*** Opening Source material ***

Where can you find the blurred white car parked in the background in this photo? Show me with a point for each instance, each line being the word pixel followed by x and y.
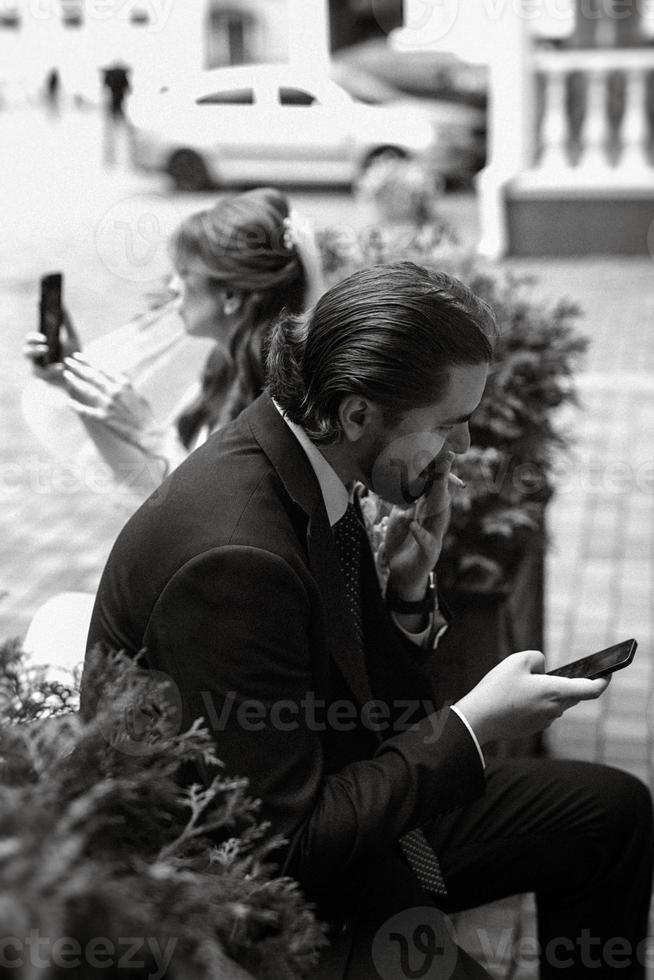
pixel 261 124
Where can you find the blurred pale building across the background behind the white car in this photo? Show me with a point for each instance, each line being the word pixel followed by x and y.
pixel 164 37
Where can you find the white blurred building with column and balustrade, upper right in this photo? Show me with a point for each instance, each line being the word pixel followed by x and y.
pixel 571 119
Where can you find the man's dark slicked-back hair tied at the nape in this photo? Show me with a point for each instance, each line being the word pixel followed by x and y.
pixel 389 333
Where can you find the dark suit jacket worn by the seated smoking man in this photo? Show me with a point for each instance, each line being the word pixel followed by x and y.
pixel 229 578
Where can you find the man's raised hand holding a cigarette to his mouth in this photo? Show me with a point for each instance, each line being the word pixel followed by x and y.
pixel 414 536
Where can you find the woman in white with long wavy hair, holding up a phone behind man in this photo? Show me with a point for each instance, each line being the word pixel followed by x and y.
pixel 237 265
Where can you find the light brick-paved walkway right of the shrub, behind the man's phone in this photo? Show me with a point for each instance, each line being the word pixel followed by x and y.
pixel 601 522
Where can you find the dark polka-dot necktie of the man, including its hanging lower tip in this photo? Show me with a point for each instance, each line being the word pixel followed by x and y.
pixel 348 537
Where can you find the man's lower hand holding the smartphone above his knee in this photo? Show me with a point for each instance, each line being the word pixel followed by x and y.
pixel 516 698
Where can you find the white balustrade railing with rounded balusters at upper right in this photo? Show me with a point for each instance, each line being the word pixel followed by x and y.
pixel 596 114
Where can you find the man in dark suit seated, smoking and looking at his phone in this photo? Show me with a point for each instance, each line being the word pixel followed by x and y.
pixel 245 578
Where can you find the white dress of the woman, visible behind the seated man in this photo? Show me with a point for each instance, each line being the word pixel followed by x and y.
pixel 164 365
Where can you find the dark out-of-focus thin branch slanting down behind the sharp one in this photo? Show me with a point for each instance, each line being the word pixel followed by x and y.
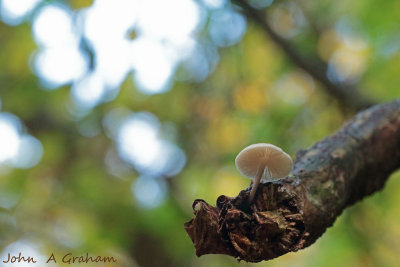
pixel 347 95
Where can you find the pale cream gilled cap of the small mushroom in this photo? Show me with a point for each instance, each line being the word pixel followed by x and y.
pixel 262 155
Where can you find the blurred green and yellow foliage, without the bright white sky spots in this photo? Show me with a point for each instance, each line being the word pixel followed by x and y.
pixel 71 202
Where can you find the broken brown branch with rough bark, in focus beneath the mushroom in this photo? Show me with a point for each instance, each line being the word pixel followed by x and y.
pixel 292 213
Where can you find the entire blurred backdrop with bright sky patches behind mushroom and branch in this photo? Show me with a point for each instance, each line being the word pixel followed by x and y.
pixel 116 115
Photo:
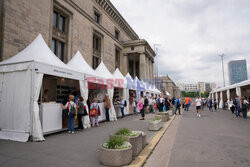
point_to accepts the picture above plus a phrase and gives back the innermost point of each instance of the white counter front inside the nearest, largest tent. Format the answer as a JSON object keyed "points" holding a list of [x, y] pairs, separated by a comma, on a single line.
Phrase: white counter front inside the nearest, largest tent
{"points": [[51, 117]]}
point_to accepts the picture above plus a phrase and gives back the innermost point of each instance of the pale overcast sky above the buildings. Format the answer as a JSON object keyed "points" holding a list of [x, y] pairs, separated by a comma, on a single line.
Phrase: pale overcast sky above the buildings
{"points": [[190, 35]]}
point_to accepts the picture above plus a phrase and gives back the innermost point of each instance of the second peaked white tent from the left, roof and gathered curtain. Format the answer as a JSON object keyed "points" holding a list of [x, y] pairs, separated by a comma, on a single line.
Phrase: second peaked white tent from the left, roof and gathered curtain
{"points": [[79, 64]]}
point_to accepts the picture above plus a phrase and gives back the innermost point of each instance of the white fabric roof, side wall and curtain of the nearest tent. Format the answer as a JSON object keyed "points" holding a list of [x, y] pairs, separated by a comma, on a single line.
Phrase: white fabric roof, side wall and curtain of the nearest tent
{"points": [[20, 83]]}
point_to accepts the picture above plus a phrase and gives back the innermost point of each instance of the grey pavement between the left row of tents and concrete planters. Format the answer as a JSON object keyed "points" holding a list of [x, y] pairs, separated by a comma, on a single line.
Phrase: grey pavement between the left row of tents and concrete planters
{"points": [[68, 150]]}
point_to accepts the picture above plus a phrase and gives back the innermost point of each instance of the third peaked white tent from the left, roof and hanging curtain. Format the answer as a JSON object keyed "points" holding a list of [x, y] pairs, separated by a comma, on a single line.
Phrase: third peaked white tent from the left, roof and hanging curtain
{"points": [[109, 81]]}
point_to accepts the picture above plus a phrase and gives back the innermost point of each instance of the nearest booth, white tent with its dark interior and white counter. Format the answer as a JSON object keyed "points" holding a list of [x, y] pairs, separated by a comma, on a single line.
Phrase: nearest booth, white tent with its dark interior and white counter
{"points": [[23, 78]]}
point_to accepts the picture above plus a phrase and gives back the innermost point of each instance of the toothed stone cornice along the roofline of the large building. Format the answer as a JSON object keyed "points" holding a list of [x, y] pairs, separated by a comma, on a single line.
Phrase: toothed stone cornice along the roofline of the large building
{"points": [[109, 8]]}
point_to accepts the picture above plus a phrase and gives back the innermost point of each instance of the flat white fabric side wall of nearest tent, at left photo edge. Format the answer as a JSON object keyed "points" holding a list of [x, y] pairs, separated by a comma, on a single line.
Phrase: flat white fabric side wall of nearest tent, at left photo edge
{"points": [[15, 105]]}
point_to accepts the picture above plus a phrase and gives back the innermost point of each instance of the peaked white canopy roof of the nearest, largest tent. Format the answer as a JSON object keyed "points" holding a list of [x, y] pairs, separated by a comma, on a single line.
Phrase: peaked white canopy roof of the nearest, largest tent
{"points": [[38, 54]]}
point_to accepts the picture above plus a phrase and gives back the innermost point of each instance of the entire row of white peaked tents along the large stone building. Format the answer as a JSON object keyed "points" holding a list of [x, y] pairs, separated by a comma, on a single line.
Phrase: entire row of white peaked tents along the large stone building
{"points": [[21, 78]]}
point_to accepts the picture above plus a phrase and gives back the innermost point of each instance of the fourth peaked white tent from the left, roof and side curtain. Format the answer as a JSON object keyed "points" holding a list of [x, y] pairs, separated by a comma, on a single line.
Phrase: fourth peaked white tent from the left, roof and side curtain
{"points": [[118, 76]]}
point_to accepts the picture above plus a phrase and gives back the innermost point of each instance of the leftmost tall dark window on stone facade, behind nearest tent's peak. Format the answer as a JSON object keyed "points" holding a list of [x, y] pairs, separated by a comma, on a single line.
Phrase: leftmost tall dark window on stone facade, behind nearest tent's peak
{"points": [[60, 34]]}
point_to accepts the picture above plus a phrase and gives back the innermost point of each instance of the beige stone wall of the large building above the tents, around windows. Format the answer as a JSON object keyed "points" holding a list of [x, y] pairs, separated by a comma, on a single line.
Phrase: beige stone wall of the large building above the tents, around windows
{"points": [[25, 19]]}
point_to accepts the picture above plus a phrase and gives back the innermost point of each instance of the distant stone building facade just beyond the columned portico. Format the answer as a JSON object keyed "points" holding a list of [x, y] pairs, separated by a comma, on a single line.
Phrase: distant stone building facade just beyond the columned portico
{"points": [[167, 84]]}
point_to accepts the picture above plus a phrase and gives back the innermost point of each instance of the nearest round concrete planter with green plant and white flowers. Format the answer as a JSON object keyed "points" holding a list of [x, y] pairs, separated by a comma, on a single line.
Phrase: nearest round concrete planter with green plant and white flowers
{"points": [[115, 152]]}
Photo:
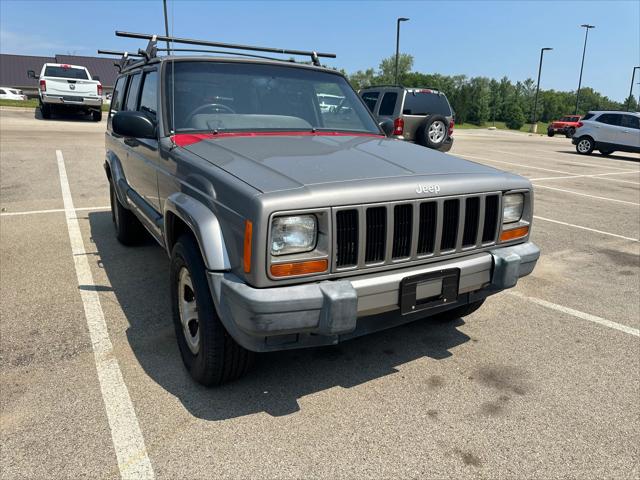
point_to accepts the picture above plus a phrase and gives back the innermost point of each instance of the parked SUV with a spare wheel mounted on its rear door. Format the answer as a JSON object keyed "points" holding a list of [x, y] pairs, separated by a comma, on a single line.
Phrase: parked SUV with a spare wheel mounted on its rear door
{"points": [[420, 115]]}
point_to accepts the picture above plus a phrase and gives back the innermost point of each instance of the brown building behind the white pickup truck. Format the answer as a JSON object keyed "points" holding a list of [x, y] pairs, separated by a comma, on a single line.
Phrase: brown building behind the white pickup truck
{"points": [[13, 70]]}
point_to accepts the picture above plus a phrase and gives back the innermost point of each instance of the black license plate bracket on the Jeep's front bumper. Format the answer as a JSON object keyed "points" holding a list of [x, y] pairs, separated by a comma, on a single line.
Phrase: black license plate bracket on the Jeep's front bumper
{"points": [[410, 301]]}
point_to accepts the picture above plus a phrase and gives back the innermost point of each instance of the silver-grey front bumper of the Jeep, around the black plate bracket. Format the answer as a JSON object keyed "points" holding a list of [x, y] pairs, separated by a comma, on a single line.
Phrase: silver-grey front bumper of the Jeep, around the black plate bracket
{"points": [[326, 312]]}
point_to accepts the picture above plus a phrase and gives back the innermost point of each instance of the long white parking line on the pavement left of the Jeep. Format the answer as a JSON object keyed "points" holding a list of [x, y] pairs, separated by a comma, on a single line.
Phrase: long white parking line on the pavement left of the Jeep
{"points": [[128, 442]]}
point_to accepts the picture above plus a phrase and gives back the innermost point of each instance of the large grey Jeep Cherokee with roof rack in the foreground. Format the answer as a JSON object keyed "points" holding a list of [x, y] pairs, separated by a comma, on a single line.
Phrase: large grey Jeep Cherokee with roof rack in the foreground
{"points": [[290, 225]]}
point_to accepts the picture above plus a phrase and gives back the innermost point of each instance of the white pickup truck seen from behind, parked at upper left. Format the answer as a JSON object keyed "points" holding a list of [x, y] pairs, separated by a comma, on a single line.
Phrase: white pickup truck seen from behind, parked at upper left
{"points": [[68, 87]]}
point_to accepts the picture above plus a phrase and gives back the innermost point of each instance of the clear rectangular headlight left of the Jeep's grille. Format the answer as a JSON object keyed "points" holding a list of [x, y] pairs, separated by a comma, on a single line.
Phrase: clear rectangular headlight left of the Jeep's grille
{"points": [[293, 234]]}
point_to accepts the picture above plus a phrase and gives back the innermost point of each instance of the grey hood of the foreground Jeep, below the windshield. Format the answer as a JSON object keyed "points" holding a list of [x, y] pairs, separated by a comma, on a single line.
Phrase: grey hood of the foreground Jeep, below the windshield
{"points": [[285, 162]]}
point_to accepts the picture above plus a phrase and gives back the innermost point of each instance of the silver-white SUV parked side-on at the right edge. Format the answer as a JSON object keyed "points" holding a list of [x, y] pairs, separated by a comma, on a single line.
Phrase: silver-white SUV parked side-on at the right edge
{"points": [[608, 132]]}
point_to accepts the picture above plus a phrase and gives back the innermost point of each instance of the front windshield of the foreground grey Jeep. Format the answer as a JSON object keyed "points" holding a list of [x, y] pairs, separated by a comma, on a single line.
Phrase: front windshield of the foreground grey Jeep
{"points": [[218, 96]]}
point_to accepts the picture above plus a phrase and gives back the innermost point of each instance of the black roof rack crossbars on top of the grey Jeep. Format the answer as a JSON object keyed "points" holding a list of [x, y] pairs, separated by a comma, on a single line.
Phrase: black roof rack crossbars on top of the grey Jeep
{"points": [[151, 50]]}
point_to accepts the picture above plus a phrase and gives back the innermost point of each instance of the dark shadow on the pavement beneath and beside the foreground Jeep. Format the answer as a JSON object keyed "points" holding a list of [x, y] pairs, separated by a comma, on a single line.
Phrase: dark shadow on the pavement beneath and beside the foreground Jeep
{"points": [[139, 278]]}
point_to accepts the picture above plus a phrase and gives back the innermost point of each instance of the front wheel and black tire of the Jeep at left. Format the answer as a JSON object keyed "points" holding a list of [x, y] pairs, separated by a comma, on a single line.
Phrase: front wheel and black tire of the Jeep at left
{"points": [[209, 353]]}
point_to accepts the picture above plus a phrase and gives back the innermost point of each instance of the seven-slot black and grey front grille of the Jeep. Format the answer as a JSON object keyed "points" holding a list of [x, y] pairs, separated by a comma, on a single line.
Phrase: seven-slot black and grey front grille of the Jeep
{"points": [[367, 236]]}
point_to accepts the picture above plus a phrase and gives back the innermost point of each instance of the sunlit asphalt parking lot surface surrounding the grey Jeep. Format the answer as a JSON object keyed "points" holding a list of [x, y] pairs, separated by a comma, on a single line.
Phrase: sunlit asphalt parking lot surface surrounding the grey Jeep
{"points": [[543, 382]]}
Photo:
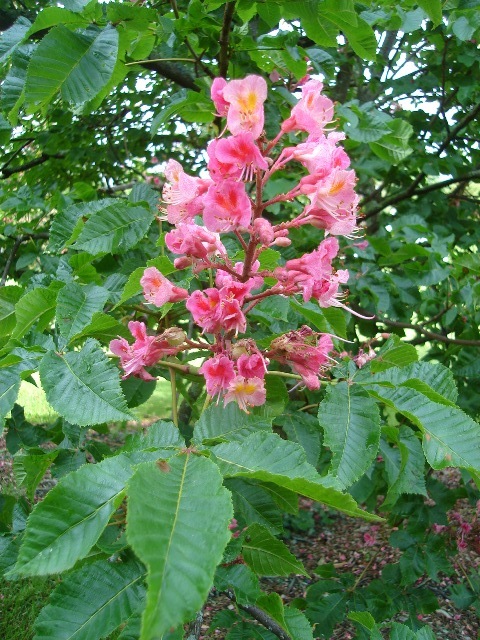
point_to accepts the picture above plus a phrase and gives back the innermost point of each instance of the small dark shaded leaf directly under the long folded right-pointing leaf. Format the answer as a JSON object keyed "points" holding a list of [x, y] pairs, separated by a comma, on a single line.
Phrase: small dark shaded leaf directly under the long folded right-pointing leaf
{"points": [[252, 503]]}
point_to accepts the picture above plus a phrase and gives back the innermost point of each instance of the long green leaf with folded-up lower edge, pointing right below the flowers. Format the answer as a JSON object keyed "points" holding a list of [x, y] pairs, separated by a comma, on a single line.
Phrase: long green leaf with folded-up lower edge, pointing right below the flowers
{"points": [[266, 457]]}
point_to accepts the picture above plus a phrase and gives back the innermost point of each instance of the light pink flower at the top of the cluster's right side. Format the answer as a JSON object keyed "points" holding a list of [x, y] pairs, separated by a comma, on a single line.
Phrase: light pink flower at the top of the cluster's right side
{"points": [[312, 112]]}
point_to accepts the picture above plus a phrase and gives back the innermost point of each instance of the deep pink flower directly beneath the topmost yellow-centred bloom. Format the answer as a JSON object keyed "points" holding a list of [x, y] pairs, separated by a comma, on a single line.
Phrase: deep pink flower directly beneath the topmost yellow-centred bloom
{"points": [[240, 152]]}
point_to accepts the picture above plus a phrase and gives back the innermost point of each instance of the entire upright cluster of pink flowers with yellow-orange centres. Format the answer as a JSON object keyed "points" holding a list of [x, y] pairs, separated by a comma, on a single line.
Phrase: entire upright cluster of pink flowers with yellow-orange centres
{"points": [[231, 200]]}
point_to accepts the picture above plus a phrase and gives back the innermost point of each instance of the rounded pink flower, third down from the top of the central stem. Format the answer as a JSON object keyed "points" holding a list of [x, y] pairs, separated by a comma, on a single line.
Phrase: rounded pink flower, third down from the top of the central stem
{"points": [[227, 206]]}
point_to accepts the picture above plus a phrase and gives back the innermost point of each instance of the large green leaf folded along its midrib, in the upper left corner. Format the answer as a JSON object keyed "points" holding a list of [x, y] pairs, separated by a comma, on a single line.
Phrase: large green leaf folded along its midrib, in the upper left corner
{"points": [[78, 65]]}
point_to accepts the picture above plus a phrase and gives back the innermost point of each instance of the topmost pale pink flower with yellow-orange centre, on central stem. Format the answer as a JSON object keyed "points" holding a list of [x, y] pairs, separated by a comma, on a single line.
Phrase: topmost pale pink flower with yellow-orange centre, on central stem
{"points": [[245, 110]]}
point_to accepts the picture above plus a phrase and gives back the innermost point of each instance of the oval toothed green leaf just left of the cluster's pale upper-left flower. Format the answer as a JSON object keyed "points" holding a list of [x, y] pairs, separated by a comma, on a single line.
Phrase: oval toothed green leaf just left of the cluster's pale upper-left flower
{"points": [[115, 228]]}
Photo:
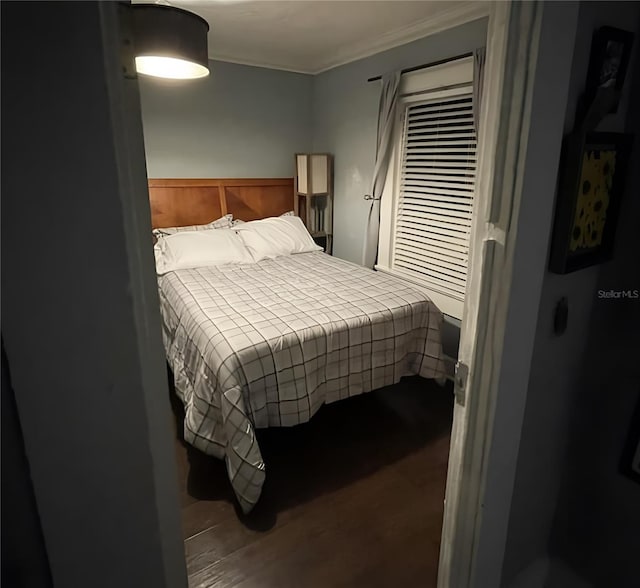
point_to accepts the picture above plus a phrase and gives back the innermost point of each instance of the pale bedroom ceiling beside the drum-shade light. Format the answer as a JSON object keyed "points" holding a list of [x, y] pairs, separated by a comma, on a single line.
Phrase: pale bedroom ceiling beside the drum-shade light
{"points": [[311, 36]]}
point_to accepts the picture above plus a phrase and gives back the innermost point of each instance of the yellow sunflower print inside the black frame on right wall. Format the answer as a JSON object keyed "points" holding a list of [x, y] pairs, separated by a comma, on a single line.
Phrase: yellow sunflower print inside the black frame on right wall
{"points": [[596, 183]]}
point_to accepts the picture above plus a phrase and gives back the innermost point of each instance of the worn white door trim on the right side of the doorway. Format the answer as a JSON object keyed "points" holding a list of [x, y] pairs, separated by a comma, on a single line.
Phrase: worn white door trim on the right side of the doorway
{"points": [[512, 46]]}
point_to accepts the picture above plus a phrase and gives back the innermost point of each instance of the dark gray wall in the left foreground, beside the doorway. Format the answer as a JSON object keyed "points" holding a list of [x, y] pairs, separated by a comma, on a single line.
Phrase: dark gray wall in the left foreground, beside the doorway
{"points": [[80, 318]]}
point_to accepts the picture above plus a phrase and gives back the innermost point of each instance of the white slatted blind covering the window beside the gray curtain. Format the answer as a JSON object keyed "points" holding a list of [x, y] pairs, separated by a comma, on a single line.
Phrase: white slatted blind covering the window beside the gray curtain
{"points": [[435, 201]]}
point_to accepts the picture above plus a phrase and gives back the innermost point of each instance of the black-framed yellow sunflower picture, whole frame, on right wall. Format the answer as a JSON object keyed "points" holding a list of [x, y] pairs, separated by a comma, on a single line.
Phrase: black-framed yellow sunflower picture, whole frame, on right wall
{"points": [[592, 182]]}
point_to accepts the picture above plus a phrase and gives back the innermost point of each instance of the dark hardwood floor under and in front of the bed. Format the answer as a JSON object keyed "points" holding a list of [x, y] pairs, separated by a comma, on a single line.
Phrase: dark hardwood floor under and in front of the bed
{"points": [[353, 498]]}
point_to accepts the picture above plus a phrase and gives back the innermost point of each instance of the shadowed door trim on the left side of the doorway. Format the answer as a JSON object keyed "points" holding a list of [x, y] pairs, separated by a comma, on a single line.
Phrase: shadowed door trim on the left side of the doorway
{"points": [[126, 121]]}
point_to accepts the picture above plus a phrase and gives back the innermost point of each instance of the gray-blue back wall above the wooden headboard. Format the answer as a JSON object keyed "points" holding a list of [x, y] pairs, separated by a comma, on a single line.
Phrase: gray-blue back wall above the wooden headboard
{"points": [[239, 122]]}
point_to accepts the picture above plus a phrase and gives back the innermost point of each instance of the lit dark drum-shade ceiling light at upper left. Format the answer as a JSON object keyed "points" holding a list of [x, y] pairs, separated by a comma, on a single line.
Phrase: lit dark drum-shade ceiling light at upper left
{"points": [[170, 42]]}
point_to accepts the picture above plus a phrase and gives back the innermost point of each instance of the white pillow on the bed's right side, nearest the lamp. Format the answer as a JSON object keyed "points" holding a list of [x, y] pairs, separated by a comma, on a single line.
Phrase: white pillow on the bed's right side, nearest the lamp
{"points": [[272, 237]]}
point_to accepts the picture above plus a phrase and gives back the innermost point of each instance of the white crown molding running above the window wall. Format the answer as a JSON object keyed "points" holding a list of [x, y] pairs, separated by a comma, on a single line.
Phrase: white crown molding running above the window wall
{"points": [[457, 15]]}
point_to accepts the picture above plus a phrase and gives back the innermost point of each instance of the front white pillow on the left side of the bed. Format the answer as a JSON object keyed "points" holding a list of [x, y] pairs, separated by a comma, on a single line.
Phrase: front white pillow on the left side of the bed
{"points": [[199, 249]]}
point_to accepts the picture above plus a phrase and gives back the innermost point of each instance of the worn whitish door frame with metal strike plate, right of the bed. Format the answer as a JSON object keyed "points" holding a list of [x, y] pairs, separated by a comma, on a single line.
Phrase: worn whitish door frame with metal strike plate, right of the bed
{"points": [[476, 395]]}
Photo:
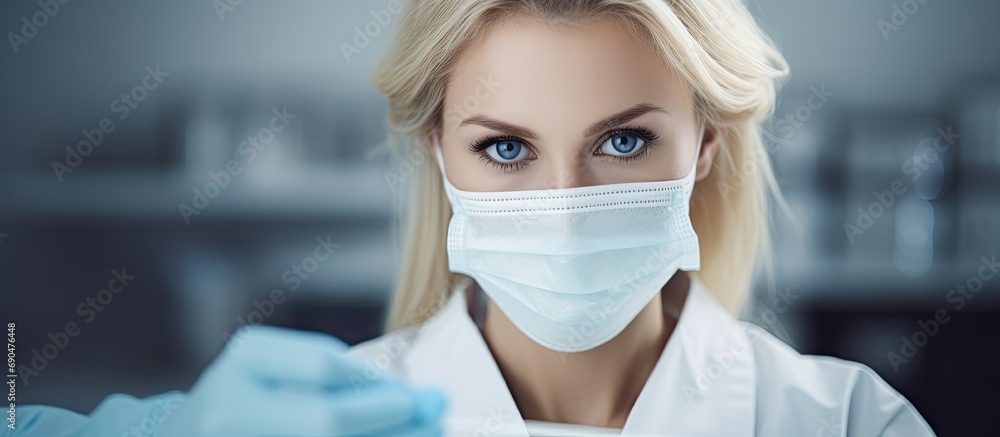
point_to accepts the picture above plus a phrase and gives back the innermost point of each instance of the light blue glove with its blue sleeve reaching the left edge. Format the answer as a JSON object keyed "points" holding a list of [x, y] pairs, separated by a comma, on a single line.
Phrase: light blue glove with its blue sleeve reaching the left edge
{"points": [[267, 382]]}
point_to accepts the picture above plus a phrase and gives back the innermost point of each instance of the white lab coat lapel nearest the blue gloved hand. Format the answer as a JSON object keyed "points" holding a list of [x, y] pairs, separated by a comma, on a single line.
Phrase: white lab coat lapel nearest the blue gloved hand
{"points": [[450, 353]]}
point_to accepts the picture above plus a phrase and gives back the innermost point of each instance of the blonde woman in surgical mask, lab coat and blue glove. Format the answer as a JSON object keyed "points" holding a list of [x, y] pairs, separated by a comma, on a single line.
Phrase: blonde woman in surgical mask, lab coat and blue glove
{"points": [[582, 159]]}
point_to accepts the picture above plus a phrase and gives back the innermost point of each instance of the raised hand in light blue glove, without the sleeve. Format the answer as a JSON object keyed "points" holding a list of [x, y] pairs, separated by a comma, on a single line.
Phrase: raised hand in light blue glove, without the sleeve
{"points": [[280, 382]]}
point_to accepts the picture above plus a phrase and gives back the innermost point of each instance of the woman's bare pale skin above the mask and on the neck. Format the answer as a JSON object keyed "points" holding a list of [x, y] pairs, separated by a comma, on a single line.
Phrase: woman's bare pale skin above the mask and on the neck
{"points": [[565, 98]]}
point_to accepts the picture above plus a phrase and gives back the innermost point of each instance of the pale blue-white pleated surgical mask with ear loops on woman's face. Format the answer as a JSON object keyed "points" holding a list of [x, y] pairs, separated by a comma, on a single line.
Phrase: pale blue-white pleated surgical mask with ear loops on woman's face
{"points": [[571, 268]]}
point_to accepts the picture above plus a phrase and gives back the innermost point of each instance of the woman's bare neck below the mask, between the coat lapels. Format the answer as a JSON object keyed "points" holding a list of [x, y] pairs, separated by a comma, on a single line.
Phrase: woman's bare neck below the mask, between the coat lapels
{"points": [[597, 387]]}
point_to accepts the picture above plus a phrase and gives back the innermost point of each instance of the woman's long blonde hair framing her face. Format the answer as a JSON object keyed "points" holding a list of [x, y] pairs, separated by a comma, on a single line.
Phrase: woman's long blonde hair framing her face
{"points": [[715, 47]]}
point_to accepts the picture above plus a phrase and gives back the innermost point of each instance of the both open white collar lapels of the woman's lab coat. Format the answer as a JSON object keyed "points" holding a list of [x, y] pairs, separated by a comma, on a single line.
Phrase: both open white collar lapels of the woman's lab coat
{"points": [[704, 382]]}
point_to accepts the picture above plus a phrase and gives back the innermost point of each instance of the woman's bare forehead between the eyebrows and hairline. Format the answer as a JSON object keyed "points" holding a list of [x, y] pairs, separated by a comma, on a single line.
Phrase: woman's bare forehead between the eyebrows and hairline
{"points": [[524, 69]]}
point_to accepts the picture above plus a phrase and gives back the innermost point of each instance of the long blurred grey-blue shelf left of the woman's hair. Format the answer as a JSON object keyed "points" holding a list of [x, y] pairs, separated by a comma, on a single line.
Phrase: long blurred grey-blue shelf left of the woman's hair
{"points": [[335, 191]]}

*** Closing Source material ***

## Exercise description
Look above for the line containing "the white fabric". Output from there through the line containing "and white counter.", exactly and inclusively.

## Task output
point_to accepts the picture above plus a phrase and gives back the innermost point of each instance of the white fabric roof, side wall and curtain of the nearest tent. Format the answer as a JSON object keyed "points" holding a list of [x, y] pairs, separated by a comma, on a single line.
Phrase: white fabric roof, side wall and curtain of the nearest tent
{"points": [[20, 83]]}
point_to accepts the picture above plus a phrase and gives back the innermost point of each instance of the grey pavement between the left row of tents and concrete planters. Format the answer as a JSON object keyed "points" holding a list of [x, y] pairs, separated by a comma, on a single line.
Phrase: grey pavement between the left row of tents and concrete planters
{"points": [[68, 150]]}
point_to accepts the picture above plus a phrase and gives back the innermost point of each instance of the third peaked white tent from the left, roof and hanging curtain. Format the answer as a JSON object keyed "points" holding a list of [x, y] pairs, separated by a comma, on a single line.
Phrase: third peaked white tent from the left, roof and hanging curtain
{"points": [[109, 81]]}
point_to accepts the picture above plus a phrase and gives back the innermost point of each instance of the nearest booth, white tent with its dark interior and white counter. Format the answer as a JSON object keyed "points" holding a list of [x, y] pairs, separated by a comma, on a single line.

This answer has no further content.